What the task asks
The lines from the one containing "of the belt" through the final line of the data below must be written out exactly, both included, and nothing more.

[Data for this exercise — start]

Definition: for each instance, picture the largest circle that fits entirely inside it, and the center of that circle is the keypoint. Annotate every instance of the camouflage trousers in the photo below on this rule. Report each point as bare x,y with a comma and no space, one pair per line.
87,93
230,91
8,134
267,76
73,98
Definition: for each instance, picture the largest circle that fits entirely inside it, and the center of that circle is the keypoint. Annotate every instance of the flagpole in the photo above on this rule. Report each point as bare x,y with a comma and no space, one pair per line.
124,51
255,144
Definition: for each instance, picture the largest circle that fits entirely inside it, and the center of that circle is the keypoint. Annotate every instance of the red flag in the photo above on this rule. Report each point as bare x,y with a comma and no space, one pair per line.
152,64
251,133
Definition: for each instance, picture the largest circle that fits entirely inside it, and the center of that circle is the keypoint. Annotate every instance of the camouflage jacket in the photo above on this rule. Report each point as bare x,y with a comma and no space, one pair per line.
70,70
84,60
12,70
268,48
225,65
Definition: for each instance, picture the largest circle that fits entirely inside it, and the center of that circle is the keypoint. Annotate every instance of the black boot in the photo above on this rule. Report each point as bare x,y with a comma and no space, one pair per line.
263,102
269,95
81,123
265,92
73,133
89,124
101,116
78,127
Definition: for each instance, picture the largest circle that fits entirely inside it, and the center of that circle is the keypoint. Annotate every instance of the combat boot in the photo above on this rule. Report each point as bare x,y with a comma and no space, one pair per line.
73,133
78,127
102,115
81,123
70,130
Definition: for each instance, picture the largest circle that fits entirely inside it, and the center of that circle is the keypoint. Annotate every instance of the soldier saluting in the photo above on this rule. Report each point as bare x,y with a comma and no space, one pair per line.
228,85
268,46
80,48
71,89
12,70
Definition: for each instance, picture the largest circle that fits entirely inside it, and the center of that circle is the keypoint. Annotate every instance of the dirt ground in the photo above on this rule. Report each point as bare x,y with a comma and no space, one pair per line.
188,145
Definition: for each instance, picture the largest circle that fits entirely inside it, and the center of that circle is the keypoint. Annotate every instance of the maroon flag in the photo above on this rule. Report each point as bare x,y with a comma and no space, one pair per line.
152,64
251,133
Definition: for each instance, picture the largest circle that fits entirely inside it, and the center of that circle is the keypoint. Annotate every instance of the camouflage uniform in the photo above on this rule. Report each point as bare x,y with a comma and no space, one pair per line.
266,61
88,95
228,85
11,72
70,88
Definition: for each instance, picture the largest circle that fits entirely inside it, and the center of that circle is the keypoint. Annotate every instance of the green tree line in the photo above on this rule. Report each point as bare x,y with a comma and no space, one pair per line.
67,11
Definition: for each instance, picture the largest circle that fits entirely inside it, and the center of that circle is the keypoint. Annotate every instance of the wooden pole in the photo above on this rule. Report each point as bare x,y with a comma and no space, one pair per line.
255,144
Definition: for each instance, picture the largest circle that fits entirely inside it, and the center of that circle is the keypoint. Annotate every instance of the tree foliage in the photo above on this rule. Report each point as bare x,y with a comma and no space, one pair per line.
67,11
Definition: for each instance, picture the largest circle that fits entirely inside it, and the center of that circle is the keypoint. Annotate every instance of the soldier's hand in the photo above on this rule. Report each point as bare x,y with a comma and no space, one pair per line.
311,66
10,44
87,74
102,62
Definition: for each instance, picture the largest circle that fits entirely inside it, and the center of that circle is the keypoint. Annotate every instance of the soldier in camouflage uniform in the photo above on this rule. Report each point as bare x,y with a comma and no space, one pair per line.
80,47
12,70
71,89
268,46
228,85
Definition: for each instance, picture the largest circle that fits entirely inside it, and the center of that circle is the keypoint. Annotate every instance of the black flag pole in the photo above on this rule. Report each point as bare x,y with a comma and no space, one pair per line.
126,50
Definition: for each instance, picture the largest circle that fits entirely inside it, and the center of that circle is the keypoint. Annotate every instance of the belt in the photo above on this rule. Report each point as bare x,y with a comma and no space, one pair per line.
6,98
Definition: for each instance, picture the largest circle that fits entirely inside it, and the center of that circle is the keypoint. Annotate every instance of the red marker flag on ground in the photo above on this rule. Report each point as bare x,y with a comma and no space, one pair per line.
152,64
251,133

[Data for this exercise — finish]

Response box
Definition: for each instance, picture the largest circle that fits entirely inside it, and the center of that circle is the keypoint. Annotate every instance of the belt in the photo above on this rule. Report each point as bare x,y with a comma and no space, one pair per line.
6,98
Definition: for each instance, picture the largest circle that fits entirely inside it, and the center of that circle is the keypoint. Annotate every instance of the red marker flag on ground in the photo above on this rule. Report each point as bare x,y with a comma and no space, one pair per line.
152,64
251,133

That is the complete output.